## DATA FOR THIS EXERCISE
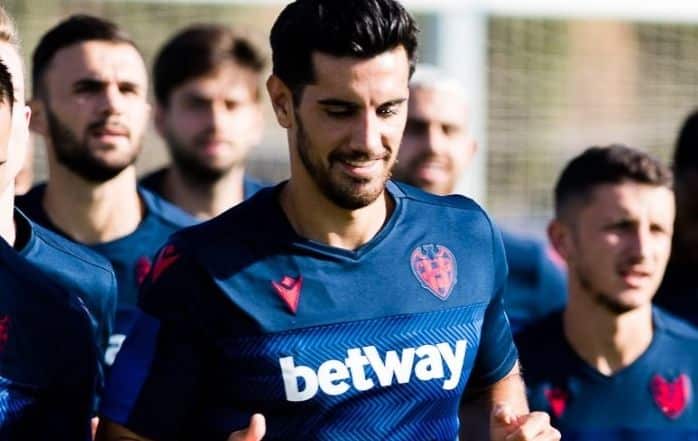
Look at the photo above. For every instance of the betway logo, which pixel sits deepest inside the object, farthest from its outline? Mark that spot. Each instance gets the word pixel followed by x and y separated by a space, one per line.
pixel 335 377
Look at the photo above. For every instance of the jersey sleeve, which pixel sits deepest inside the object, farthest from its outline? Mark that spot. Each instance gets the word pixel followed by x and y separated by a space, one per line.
pixel 67 409
pixel 155 383
pixel 497 353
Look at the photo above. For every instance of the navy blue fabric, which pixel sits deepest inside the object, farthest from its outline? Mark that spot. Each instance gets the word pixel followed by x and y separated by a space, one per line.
pixel 536 286
pixel 76 269
pixel 153 181
pixel 227 344
pixel 48 356
pixel 628 405
pixel 131 256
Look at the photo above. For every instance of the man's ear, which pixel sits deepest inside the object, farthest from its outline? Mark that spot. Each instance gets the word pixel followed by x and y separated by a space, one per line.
pixel 560 237
pixel 159 119
pixel 38 122
pixel 281 101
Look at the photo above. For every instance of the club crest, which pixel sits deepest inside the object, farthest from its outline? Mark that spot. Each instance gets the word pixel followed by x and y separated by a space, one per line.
pixel 142 269
pixel 435 268
pixel 557 400
pixel 671 396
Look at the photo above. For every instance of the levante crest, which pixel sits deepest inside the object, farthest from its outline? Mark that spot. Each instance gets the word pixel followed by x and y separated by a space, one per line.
pixel 671 396
pixel 435 268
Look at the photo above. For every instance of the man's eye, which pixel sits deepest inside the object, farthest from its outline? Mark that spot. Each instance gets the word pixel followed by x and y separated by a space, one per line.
pixel 339 112
pixel 388 111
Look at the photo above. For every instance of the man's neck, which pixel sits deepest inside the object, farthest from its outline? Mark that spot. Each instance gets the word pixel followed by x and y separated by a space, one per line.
pixel 7 223
pixel 204 201
pixel 92 213
pixel 315 217
pixel 605 340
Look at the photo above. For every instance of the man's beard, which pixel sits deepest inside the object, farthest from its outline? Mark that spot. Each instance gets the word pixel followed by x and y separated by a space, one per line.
pixel 342 193
pixel 194 170
pixel 605 300
pixel 75 155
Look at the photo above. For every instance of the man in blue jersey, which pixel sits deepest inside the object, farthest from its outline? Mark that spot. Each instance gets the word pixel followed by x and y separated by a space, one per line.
pixel 90 105
pixel 611 366
pixel 678 292
pixel 336 305
pixel 73 267
pixel 48 357
pixel 208 110
pixel 436 149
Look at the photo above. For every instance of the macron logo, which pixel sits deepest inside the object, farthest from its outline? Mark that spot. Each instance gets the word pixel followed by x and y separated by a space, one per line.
pixel 335 377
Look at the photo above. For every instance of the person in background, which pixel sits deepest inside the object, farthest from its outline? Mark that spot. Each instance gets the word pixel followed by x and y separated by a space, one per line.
pixel 25 177
pixel 90 105
pixel 614 216
pixel 436 149
pixel 48 357
pixel 209 113
pixel 678 292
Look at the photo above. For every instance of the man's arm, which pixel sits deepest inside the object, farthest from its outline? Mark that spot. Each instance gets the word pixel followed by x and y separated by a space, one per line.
pixel 500 413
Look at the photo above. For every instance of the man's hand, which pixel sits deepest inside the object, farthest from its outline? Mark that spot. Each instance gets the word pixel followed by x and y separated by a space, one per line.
pixel 506 425
pixel 255 431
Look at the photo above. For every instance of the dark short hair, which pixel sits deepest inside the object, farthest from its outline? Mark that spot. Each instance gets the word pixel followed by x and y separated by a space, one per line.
pixel 7 90
pixel 611 164
pixel 686 151
pixel 75 29
pixel 340 28
pixel 199 50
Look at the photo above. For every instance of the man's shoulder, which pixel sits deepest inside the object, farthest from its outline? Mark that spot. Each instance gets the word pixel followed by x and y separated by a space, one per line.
pixel 30 203
pixel 675 327
pixel 421 198
pixel 53 248
pixel 166 213
pixel 546 332
pixel 27 287
pixel 253 219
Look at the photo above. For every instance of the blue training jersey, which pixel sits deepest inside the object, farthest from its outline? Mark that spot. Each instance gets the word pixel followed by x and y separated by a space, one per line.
pixel 76 269
pixel 130 256
pixel 649 400
pixel 536 286
pixel 154 182
pixel 243 315
pixel 48 357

## INSTRUCTION
Copy out every line of the items above word for word, leaving out the pictures.

## TASK OUTPUT
Look at the photo above. For every instance of the betway logo, which pixel sits deepest inside the object, farthest from its outline? Mark that spot. Each instance gets the word pixel followed by x and y separated by a space, one per line.
pixel 335 377
Look at the photo above. For every instance of the jersey sleeve, which pixel sits deepest inside the object, farthest from its outline? Mark that spot. Each instance gets the word pixel followed by x and y separated by a space, one per line.
pixel 67 409
pixel 155 383
pixel 497 353
Look at the photo above. For every instance of the navy blue fabric, which pixel sits deepest inside the object, farthest from its outline? Mark that spot. Each instance gets the word pixel followed by x and y separated by a space, one per line.
pixel 536 286
pixel 76 269
pixel 153 181
pixel 227 344
pixel 48 356
pixel 628 405
pixel 131 256
Look at the photo above. For every instance of the man's ear, which pixel sits deepest inside the object, farthest from its outline? Mark that spot. Each instance gets the word pixel followed by x and y separated by a space, one per line.
pixel 560 237
pixel 159 119
pixel 38 122
pixel 281 101
Look at the photo above. For every instance of the club crest, which pixel sits deepest inside the object, farthest from its outline? Mark that spot. Each instance gets the word pixel followed by x and y separated by a space, one per line.
pixel 142 269
pixel 435 268
pixel 557 400
pixel 671 396
Look at the photo above. For every instance of the levante crest, which pixel sits deepest inside the object, farthest from its outline? Mark that spot. Each instance gets the word pixel followed by x and y separated by a space, one per line.
pixel 671 396
pixel 435 268
Look at the photo above. For every instance of the man's eye, which pixel sits deepest inside the object, farthest from its outline? Mark that spot. Each instance gets the word pixel followed by x and y separated by a space, one per line.
pixel 339 112
pixel 388 111
Look at the photo above. For every instance of the man's neck, which pixel sits deepest inside the object, farthest from its outline? Mark that spot. Each instance gets the word pixel followed by x and y separated by a space, one per line.
pixel 7 223
pixel 204 201
pixel 92 213
pixel 315 217
pixel 605 340
Look at the photo above. For every instance of the man's beard, which pixel sits deepest inside the object, farthest from its outline? Mark that spot. Each instance gets the word pixel followed by x and y separated by a space, one per line.
pixel 342 193
pixel 194 170
pixel 605 300
pixel 75 155
Look at the photo above. For every instance of the man in blue jersey, which pixel sits deepest inside the object, farthest from its outline? Mark that spot. Each instance gets the word pixel followed by x and y separated by a space, one per line.
pixel 90 105
pixel 611 366
pixel 678 292
pixel 336 305
pixel 73 267
pixel 48 357
pixel 208 110
pixel 436 149
Look at the photo above. For every instance of the macron logo, which pixel sits deepest inside the object, farthest from its outline? Mark that spot. Each instance gets the word pixel followed by x and y separated by a space, one per line.
pixel 335 377
Look at the photo above. For every instance of the person in background, which pixel sits deepest inside the object, farthest from its outline? Mark that spot. Each instance gets the word pixel followed by x and y separated by a space, one per line.
pixel 25 177
pixel 90 105
pixel 614 216
pixel 436 149
pixel 48 357
pixel 209 113
pixel 678 292
Look at the photo above. For every instance of the man's arm, which pixel sits deepest inside the object, farthest from its outline? Mark that spot. Each instance gets the word pixel followed by x and y separated by a space, one per line.
pixel 500 413
Look at the photo above. For every instance of the man's hand, which pixel sits deepest inside the object, farthest from its outline? Mark that spot. Each instance gets the word pixel followed by x and y separated by a space, one per line.
pixel 506 425
pixel 255 431
Look at the photo above. For every instance of the dark short hair, which pixel sits deepest inside the object, farthest from its outline? Mark that spot. Each instance gets the word pixel followed by x and y separated by a space, one per line.
pixel 7 90
pixel 611 164
pixel 686 151
pixel 75 29
pixel 340 28
pixel 199 50
Look at the photo above. For every instance of the man's shoulder, which pixel sits deepest inside the object, farthest from its outline? Mark that spot. Each instance gets the word pixel followed by x and y separated by a space, one per line.
pixel 30 203
pixel 675 327
pixel 421 198
pixel 53 248
pixel 166 213
pixel 546 332
pixel 27 287
pixel 253 219
Look at the photo above. For every instance of the blue training jersey, which pixel sits deepest inside the object, farthest from its outline? Mark that spot. Each instance gets the word pixel followed by x and y separated by a space, one per line.
pixel 76 269
pixel 130 256
pixel 649 400
pixel 536 286
pixel 154 182
pixel 243 315
pixel 48 357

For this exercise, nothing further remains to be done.